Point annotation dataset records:
# # # # # # #
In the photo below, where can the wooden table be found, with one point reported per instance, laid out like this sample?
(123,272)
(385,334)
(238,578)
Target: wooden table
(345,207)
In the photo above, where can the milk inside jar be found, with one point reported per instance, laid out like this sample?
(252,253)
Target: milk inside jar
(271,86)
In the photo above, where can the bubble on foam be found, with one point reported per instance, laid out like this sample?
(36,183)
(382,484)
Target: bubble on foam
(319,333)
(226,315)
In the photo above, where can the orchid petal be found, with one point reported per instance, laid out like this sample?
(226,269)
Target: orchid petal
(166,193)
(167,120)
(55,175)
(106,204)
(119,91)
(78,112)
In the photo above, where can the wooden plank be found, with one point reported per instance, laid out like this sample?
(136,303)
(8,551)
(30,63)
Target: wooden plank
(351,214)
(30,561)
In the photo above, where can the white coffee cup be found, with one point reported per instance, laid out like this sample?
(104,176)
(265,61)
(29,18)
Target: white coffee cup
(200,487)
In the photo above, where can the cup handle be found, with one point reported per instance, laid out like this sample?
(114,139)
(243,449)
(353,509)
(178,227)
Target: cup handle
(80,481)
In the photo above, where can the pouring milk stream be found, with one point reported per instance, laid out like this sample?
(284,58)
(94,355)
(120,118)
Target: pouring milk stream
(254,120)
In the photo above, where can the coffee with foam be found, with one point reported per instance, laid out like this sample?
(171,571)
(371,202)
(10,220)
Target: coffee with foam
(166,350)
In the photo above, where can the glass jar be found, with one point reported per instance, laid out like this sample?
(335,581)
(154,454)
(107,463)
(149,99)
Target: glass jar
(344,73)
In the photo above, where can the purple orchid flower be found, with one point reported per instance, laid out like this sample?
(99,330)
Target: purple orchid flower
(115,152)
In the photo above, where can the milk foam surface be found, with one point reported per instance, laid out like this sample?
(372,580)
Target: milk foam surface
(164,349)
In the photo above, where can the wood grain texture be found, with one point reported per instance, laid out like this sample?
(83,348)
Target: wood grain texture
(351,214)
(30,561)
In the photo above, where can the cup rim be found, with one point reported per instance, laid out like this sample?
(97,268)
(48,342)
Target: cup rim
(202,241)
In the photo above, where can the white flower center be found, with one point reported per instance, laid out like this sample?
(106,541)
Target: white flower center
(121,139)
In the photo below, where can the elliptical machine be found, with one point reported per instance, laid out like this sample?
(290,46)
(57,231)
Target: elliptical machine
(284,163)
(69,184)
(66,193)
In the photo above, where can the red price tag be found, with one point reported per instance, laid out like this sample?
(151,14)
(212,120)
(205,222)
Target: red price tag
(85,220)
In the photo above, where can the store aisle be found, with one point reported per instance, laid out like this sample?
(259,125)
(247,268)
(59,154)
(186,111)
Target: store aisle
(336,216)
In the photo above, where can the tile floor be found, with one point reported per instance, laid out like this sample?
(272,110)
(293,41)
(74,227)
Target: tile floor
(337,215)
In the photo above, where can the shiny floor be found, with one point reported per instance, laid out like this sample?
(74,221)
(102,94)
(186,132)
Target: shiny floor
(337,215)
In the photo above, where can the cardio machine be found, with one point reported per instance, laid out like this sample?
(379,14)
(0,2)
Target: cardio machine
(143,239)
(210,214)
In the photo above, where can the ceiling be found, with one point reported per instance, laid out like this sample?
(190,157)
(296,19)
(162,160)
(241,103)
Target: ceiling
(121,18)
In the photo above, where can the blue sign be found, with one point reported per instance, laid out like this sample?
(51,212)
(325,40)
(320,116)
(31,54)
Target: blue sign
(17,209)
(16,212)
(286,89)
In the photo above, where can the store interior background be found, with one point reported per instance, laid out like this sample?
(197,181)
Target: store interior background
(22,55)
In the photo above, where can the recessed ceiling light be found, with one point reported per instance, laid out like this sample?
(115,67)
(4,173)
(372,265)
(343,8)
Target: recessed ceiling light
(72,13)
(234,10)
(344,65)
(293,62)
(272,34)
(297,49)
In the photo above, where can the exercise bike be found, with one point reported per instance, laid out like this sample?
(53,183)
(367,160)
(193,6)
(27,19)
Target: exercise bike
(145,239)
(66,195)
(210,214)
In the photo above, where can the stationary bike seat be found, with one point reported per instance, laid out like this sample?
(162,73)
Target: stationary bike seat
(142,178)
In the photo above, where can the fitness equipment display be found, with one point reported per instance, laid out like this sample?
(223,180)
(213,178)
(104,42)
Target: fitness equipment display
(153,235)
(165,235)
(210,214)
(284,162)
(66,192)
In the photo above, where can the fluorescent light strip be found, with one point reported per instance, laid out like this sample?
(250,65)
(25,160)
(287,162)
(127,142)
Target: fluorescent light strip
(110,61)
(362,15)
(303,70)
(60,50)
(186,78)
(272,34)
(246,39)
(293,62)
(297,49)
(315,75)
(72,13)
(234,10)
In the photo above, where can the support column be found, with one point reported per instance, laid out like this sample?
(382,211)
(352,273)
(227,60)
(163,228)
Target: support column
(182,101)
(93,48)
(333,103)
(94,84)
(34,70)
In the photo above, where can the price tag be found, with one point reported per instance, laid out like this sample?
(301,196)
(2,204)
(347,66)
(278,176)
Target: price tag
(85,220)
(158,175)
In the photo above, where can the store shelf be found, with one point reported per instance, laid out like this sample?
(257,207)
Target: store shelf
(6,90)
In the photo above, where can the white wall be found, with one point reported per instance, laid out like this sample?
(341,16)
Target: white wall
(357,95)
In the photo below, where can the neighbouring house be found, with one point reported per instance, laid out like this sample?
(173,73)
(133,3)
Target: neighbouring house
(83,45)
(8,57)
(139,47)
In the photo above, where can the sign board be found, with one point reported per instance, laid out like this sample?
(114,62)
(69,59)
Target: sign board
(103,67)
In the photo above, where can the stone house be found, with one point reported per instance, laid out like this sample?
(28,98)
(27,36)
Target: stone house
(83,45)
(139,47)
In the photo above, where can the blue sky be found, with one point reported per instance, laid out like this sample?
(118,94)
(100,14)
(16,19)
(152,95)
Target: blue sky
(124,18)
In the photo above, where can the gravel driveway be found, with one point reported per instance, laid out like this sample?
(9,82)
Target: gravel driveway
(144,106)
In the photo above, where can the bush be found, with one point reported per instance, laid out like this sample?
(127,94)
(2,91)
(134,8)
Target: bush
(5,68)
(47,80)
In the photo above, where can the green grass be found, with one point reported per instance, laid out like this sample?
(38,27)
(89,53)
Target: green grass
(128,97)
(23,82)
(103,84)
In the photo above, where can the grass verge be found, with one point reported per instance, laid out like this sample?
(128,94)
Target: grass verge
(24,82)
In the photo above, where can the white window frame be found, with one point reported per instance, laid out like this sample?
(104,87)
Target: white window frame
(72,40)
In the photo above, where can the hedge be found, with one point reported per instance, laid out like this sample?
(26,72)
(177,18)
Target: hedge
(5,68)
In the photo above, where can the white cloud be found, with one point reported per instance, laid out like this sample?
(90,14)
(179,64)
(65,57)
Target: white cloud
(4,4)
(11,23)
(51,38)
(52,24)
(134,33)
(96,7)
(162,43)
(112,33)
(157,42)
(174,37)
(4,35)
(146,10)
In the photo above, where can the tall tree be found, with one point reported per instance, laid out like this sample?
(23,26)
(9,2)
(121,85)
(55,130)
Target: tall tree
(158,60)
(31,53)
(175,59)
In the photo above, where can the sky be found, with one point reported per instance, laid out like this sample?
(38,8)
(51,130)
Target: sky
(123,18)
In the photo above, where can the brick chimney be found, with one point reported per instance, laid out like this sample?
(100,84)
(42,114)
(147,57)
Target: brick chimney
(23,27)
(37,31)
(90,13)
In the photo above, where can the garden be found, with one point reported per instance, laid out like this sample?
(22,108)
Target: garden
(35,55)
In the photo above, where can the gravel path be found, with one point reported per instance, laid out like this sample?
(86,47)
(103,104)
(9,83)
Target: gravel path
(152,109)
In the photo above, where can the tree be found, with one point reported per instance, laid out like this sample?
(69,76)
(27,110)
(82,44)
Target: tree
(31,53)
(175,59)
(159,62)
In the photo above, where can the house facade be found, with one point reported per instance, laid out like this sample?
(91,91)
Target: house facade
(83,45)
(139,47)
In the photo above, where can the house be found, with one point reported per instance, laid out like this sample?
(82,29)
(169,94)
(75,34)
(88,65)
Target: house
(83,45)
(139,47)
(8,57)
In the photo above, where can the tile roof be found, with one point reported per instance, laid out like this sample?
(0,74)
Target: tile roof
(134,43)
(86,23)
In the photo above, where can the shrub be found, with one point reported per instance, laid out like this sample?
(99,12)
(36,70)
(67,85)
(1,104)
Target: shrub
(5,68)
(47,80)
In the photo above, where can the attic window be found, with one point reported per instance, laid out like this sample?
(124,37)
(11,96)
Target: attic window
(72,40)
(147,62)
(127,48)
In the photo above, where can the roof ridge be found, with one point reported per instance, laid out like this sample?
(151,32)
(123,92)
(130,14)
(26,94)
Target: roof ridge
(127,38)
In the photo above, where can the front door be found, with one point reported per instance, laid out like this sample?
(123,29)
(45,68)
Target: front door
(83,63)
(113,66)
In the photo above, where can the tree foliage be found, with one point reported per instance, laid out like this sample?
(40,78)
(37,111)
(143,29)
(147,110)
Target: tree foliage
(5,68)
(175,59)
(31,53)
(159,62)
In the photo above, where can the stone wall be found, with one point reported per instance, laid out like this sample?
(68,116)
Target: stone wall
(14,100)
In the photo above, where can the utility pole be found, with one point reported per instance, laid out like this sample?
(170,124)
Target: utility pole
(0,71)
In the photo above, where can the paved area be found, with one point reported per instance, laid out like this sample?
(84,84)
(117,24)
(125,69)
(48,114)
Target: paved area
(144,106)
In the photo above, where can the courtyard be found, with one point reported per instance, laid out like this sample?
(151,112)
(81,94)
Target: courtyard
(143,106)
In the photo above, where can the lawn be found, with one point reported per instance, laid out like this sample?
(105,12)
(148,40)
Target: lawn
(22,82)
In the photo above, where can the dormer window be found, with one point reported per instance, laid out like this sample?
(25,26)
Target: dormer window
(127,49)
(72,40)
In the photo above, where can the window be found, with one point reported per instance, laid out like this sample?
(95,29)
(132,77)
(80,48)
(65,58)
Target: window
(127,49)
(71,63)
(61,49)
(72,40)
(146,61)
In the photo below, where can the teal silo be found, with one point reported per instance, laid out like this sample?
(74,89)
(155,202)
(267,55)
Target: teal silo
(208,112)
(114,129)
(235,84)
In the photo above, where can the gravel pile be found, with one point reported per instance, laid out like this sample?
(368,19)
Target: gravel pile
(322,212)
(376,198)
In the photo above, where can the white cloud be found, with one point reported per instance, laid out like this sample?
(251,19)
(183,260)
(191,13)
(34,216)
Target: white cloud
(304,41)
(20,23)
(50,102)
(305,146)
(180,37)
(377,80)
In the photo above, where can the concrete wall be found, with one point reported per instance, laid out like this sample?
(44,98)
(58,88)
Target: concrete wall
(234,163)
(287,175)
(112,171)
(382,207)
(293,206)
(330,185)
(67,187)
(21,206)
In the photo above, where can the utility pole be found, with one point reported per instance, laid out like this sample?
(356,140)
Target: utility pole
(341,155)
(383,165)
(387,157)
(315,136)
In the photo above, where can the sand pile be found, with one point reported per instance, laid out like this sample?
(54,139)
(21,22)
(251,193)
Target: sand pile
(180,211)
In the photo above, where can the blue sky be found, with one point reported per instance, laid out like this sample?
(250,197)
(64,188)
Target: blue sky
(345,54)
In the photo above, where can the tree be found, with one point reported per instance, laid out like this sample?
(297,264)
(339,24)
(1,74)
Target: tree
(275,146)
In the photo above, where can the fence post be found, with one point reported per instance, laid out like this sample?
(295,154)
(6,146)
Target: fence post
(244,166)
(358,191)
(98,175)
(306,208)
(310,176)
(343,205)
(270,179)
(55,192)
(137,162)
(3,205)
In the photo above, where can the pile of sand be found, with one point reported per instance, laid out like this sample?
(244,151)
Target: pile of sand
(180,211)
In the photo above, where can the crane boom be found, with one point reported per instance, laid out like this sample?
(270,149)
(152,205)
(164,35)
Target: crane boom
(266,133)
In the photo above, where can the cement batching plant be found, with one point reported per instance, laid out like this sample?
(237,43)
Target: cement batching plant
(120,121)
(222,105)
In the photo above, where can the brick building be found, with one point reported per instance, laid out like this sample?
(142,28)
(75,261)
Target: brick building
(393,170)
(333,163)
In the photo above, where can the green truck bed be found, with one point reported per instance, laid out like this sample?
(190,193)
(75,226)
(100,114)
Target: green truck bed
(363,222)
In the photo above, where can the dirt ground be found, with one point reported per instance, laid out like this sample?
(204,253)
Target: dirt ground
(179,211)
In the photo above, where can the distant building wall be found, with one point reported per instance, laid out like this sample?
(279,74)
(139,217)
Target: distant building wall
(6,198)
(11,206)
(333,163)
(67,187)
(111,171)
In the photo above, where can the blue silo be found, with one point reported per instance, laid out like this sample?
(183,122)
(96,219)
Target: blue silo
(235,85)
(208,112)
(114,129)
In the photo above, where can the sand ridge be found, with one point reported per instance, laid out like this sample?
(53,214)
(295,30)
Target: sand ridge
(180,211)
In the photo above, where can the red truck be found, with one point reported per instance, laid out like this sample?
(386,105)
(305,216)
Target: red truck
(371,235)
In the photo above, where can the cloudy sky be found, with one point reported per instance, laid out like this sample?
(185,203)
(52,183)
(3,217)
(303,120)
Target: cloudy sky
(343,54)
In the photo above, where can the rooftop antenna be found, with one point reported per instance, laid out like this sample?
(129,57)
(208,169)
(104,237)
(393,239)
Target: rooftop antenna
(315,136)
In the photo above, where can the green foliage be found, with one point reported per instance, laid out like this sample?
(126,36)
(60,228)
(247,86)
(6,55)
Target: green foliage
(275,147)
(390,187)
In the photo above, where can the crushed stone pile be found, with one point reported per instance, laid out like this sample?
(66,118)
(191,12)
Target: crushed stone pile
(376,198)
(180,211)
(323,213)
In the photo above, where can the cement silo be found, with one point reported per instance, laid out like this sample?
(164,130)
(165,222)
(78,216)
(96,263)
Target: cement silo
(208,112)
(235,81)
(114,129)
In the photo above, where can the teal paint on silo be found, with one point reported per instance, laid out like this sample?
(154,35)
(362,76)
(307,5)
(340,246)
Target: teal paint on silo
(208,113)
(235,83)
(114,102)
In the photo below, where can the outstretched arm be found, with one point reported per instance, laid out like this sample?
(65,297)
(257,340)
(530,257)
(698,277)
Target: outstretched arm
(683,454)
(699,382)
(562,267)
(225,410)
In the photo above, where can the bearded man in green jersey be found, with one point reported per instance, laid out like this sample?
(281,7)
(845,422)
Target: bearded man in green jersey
# # # # # # #
◆ **Requirement**
Your output consists solely of the lines from the one with "In the photo above, where can the cement silo" through the last line, copied exactly.

◆ **Full answer**
In the photo above, where can the cement silo be found, with one point reported per instance, laid out like this sample?
(164,130)
(165,222)
(78,216)
(96,263)
Target: cement silo
(208,112)
(235,81)
(114,129)
In the photo above, where can the teal paint on silo be found, with one point reported per instance, laid out like this sample?
(154,35)
(362,76)
(307,5)
(340,246)
Target: teal paint on silo
(208,113)
(235,83)
(114,102)
In the photo below, where can the outstretched arm be found, with one point reported per instance, laid out like this sample?
(65,297)
(257,340)
(530,257)
(698,277)
Target: outstretched arm
(683,454)
(699,382)
(562,267)
(225,410)
In the photo above, where can the bearded man in green jersey be found, with one point reported per instance, laid out like this sample?
(281,7)
(845,422)
Target: bearded man in green jersey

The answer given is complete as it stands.